(Text shown)
Former Saturday Night Live star turned late night host, Conan O’Brien performed his first comedy show outside North America in Sydney’s State Theatre on Tuesday night.
Opened by Australian comedians Steen Raskopoulos, Becky Lucas, and Rhys Nicholson, it was a night dominated by self-deprecating humour, quick wit, and tales Aussie charm. Scared that great Australian comedy was beginning to fade, these comics proved me wrong.
Steen Raskopoulos, though not a stand-up provided some laughs, although his skits were marred by forced audience participation. Nevertheless, when Raskopoulos took the limelight with an explosive interpretive dance, the energy of the audience returned.
Next came Becky Lucas. Her comedy style exposing her infamously low self-esteem, perfectly meshed with Conan’s self-admitted ‘creepiness’. While her dead-pan delivery set her apart from the acts to follow, her casual monologues on sex and lack of self-confidence ground her in reality, while her accent and humour at the expense of others (as well as herself) makes her act uniquely Australian.
Rhys Nicholson was the stand out of the warm-up stand-ups (behind Conan of course). Bursting onto stage in a blue pin stripe suit, hair dyed electric red, and bearing a striking resemblance to what I imagine Conan must have looked like in his Simpsons days. His jokes and quips came like rapid fire, with each proverbial bullet knocking the air out of you as you laughed so hard, you weren’t allowed a chance to catch your breath. He covered everything from drugs to LGBTQ culture, and anxiety disorders. His delivery was so energetic but maintained a constant pace, meaning off-hand comments and sardonic retorts could strike a perfect beat with the audience. Nicholson’s modest use of physical comedy accentuated the eccentricity which hid his slightly mutilated sense of self. Not only did this resonate with us, but it also laid the perfect foundation for the man himself to take the stage.
Enter Conan O’Brien. Wearing black skinny jeans, and a dark blue button-up accompanied by a black tie, he stood there: all 193 centimetres of him (although about 180 of those centimetres were being used for his legs) before striding up to the mic to the backdrop of rapturous applause. The room was electric, laughing at his every move – not just out of respect, but because he was a comedic genius. Starting out a little slow, O’Brien began by discussing the quirks of visiting Australia. However, he was eventually able to show all he could do as a legendary comic and entertainer.

(List of tasks)
[A] Answer these from the review above:
(i) In which venue did Conan O'Brien perform?
(ii) What color was Rhys Nicholson's hair dyed?
(iii) How tall does the review say Conan O'Brien is?
[B] Pull out the part of the review between "Steen Raskopoulos, though" and "the audience returned.", inclusive.

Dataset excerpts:

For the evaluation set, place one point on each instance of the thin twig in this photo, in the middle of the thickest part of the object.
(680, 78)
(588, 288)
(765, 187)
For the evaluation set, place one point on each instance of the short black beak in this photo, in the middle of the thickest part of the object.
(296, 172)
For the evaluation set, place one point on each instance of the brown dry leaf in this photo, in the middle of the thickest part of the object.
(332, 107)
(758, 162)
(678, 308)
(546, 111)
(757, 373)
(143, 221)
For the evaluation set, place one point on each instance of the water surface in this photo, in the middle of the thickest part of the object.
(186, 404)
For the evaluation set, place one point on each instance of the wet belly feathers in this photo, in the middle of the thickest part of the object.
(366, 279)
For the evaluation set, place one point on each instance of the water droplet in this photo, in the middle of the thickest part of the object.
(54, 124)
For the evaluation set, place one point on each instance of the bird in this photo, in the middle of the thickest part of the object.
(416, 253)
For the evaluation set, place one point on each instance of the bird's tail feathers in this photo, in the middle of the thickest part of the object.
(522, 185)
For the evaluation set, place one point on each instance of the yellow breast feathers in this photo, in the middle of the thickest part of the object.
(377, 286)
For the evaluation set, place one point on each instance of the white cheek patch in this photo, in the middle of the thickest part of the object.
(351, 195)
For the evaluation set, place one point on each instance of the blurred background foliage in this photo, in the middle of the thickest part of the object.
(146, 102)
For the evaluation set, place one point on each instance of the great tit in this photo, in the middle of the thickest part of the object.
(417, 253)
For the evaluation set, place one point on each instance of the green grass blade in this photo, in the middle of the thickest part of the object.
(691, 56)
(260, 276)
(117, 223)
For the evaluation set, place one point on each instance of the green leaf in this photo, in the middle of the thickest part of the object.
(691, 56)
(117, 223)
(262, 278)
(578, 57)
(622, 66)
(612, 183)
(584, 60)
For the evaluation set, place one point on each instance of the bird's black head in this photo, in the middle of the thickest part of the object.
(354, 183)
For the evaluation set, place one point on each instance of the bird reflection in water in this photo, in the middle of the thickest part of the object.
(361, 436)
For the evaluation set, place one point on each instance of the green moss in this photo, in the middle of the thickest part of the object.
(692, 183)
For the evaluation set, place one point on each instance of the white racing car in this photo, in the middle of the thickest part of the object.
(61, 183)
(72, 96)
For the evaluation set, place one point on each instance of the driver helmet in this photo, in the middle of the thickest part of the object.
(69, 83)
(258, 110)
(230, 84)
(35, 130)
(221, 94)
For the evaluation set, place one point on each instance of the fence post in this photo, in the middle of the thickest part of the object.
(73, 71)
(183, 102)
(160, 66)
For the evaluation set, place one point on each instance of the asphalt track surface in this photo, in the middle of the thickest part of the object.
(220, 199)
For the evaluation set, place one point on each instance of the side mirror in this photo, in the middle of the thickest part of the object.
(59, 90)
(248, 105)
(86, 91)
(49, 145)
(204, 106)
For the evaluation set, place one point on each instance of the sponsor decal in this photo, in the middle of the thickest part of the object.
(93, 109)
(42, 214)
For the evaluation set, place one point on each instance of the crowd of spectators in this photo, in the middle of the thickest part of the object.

(Answer section)
[A]
(i) Sydney's State Theatre
(ii) Electric red
(iii) 193 centimetres

[B]
Steen Raskopoulos, though not a stand-up provided some laughs, although his skits were marred by forced audience participation. Nevertheless, when Raskopoulos took the limelight with an explosive interpretive dance, the energy of the audience returned.